Note: For complete diagnostic information, QVS may also need any generated “client-side” diagnostic logs. This means that your code must enable client-side logging.
If you are using either a “COM RPAM” or “Java” client, these logs are created when the following command is issued from your client code:
Java: Set RPAMApp.setTracing(true)
COM RPAM: Set CRPAMApp->put_Tracing(1);
If this condition is met or if it is determined by QVS personnel that client-sde logs are not needed to diagnose a particular problem, proceed to the next steps.
- From a command prompt, execute the following command:
del c:\tc_nt\log\*.* (This command erases any pre-existing log files)
- Start Terminal Concentrator
- Recreate the problem
- Stop Terminal Concentrator
- Zip up all files contained in the “TC_NT\log” directory and send them to QVS personnel for analysis.
If you are running a COM RPAM client in the same machine that is running Terminal Concentrator, you have all the data you need.
If you are running the COM RPAM client in a machine separate from Terminal Concentrator, execute the following steps:
- Locate the LOG directory your client code is using. To locate that directory, search for the file, qvsrpam.exe. Make note of the directory name in which this file is located.
- Relative to that directory, go to the “..\log” directory to find the log files. You should find files such as “logsdbq.bin, applicq.pan, qvs1.bin, qvs1.bi1, qvs2.bin, etc.”. For example, if qvsrpam.exe were in c:\qvs, then the logs would be found in c:\log.
- Zip up these files and send them to QVS personnel for analysis.
If you are running a Java client, then you will need to retrieve logs for the java client. These logs are located in the “log” subdirectory in the directory tree in which your Java Virtual Machine (JVM) code is located. For example, if you are running JAVA.EXE located in c:\jdk1.3\bin, the logs will be located in the c:\jdk1.3\log directory. The Java log files will have names similar to “qvs1.log”, “qvs2.log”, etc. Sometimes it can be difficult to find these logs because people don’t often know here their JVM is located or because they have more than one JVM on their machine. The easiest way to find them is to do a “dir qvs?.log /s” from the root directory of the drives on the machine. Then look for the ones with a date-time stamp that corresponds with the time of the failure. Zip up these files and send them to QVS personnel for analysis.

━━━━

TASKS FOR THIS EXERCISE:
a) In the diagnostic logging instructions, which file do you search for to find the LOG directory of a COM RPAM client running on a machine separate from Terminal Concentrator?
b) Copy word for word the stretch of the diagnostic logging instructions from "If you are using" through "the next steps.".

━━━━

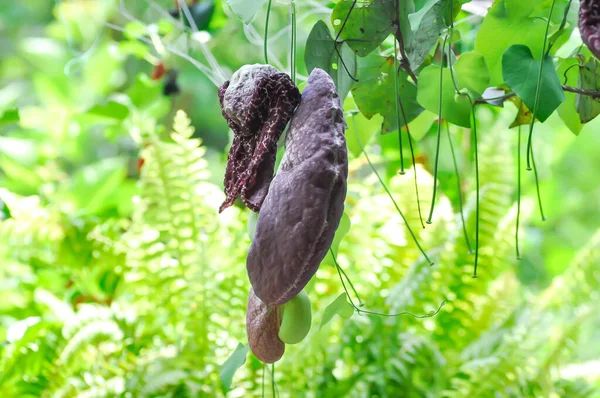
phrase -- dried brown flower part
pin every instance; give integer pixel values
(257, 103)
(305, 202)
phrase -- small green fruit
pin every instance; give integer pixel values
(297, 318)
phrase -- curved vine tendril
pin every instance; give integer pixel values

━━━━

EXPECTED RESULTS:
a) qvsrpam.exe

b)
If you are using either a “COM RPAM” or “Java” client, these logs are created when the following command is issued from your client code:
Java: Set RPAMApp.setTracing(true)
COM RPAM: Set CRPAMApp->put_Tracing(1);
If this condition is met or if it is determined by QVS personnel that client-sde logs are not needed to diagnose a particular problem, proceed to the next steps.